To be done: Set down, word for word, the lines of the material below, starting with the line that contains "In this exercise you will indicate the power" and going on through the line that contains "x=510, y=115", both of those lines included. Copy only that stretch.

§

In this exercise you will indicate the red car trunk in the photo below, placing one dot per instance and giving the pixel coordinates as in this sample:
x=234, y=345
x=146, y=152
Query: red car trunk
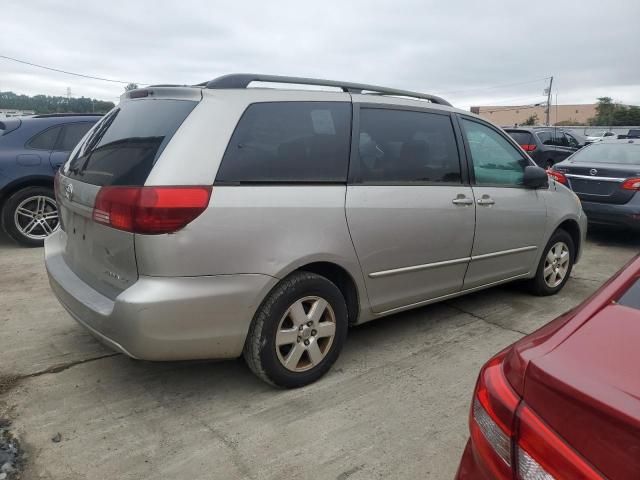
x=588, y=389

§

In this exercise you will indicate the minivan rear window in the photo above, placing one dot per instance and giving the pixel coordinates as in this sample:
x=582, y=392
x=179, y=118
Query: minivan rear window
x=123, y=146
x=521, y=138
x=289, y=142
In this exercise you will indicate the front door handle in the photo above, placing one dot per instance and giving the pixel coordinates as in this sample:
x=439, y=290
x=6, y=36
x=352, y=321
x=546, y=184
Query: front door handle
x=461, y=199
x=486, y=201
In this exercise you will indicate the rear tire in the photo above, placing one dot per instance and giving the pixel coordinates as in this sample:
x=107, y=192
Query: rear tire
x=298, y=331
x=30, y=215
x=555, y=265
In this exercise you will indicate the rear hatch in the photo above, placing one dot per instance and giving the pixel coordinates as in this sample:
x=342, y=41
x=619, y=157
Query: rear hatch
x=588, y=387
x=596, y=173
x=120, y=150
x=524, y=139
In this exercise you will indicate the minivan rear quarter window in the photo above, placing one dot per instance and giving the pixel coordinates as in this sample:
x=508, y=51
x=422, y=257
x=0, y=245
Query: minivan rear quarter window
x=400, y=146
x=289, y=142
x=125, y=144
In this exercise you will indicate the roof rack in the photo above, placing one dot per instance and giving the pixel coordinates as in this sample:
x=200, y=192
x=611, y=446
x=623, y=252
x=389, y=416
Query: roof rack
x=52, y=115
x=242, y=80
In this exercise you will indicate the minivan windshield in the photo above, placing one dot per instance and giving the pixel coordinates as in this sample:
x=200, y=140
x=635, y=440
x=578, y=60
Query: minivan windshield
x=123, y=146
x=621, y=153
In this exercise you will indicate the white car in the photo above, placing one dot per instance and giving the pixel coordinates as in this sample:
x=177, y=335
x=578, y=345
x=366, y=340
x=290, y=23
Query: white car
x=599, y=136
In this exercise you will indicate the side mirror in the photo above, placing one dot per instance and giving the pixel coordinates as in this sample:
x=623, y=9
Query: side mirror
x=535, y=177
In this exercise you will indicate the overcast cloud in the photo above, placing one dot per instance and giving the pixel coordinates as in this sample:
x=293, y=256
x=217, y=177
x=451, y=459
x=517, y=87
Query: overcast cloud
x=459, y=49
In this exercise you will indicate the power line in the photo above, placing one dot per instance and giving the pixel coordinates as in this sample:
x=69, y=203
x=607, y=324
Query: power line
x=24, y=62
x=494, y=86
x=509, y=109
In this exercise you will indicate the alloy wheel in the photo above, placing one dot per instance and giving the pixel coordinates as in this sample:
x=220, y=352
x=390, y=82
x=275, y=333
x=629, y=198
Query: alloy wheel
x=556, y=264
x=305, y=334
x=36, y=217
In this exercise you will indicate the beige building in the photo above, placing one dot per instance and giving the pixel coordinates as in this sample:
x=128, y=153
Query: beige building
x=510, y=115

§

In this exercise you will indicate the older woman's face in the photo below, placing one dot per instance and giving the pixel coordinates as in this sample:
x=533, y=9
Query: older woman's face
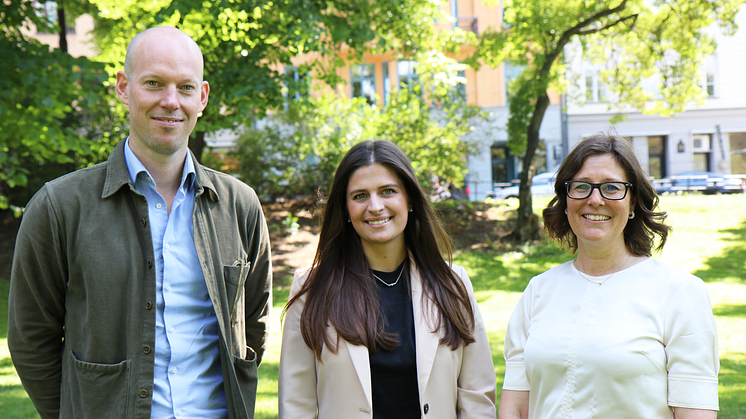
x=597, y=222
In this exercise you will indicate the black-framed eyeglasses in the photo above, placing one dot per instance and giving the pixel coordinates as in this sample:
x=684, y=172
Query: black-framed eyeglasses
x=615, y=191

§

Solution for this task:
In this exercise you will indicate the power line in the photo above, placing one dot per instance and giving the pixel coordinates as in this sample:
x=69, y=203
x=607, y=324
Query: power line
x=24, y=62
x=494, y=86
x=509, y=109
In this exercise you will indicate the alloy wheel in the photo above, placing one dot per instance and giving the pixel coordinates as in this sample:
x=220, y=352
x=390, y=82
x=275, y=333
x=629, y=198
Query: alloy wheel
x=556, y=264
x=305, y=334
x=36, y=217
In this exercise you will indicate the beige building in the photo above, placing one dot per instance and giving the pixel coordinates as in this sample:
x=128, y=153
Query: beige building
x=510, y=115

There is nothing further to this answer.